Bounding-box rows
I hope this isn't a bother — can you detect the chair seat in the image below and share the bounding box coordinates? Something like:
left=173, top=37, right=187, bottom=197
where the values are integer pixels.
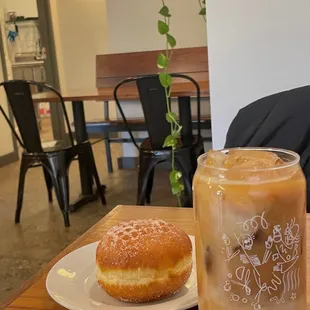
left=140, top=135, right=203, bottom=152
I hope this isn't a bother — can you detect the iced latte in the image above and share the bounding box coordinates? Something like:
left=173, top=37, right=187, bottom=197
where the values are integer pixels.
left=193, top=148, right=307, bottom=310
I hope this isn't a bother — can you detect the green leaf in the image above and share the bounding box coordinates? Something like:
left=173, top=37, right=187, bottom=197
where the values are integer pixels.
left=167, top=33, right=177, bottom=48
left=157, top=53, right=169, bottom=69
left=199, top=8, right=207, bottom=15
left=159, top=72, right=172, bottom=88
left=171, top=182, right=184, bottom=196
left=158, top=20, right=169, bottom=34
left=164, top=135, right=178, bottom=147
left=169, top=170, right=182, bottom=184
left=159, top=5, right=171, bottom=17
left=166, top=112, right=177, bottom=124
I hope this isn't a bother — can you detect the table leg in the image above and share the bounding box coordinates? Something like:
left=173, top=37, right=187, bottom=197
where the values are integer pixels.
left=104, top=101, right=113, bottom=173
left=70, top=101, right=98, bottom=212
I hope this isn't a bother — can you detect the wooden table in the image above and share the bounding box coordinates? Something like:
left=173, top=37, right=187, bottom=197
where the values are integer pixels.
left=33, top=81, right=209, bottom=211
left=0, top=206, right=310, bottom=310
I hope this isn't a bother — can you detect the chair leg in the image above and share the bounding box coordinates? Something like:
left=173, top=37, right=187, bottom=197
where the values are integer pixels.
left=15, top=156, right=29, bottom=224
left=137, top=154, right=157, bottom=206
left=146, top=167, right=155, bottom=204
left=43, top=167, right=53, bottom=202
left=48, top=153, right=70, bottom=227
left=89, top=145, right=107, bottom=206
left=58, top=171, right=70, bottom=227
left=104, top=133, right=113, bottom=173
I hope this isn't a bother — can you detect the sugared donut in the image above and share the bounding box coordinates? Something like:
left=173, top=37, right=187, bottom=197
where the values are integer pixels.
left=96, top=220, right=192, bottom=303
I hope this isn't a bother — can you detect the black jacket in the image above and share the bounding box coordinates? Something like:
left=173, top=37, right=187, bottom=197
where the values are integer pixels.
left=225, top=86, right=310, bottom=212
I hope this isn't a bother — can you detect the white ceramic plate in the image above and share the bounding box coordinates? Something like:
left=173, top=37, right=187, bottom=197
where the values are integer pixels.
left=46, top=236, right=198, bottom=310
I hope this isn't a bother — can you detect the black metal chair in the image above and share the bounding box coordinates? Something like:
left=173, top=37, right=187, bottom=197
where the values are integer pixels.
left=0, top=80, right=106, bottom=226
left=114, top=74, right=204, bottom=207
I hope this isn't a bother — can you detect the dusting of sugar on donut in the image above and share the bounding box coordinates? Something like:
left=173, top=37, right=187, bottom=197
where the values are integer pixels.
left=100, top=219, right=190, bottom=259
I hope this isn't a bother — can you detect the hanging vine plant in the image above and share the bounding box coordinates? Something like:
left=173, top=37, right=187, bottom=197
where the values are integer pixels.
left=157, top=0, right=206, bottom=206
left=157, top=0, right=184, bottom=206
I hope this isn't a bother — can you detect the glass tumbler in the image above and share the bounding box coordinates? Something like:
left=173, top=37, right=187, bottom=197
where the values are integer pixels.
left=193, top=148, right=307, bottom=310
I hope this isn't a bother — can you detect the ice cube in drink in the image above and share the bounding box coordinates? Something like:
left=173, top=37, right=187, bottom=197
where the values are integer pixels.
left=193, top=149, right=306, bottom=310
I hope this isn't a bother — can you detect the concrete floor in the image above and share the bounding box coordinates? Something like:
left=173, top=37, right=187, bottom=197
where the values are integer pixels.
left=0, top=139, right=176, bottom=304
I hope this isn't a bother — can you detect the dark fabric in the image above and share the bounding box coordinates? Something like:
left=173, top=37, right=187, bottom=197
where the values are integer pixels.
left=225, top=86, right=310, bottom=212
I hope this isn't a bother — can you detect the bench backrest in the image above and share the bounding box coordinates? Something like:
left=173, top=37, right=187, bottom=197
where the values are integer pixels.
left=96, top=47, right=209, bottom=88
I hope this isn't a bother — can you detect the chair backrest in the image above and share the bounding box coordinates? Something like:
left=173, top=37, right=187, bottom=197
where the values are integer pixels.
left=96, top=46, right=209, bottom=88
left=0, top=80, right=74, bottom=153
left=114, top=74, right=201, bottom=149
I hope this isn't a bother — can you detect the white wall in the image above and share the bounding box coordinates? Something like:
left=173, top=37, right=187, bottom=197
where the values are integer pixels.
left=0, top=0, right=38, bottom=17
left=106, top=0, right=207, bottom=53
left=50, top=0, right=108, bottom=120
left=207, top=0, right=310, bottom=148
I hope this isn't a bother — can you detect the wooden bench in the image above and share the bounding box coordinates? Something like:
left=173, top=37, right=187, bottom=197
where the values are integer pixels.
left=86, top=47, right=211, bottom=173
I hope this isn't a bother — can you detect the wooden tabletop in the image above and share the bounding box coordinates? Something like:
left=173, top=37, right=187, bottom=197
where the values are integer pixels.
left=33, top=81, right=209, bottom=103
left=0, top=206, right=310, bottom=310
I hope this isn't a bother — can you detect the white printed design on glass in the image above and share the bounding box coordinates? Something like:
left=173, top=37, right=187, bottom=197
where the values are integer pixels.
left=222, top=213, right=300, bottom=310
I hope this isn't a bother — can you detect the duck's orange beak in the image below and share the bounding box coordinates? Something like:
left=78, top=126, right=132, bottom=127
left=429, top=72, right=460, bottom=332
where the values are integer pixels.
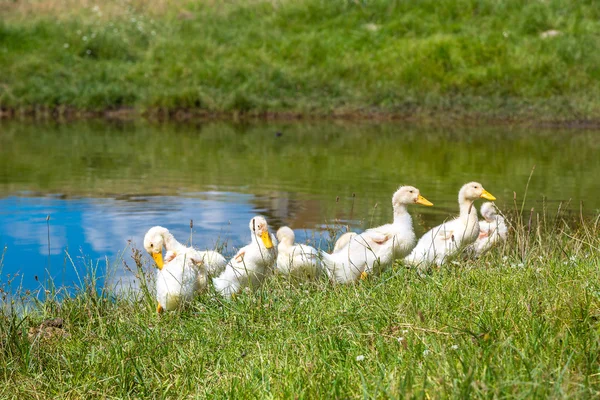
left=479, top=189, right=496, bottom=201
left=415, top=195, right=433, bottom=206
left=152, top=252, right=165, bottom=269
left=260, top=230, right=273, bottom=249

- WHAT THE EXERCISE ASKS: Could you recast only the lines between the one holding "the ice cube" and the one holding "left=193, top=149, right=306, bottom=310", inclusive, as a numbered list with blank lines left out?

- THE RESPONSE:
1. I hope this isn't a bother — can you detect the ice cube in drink in the image above and share the bounding box coordinates? Something like:
2. left=173, top=37, right=187, bottom=197
3. where the values are integer pixels.
4. left=193, top=149, right=306, bottom=310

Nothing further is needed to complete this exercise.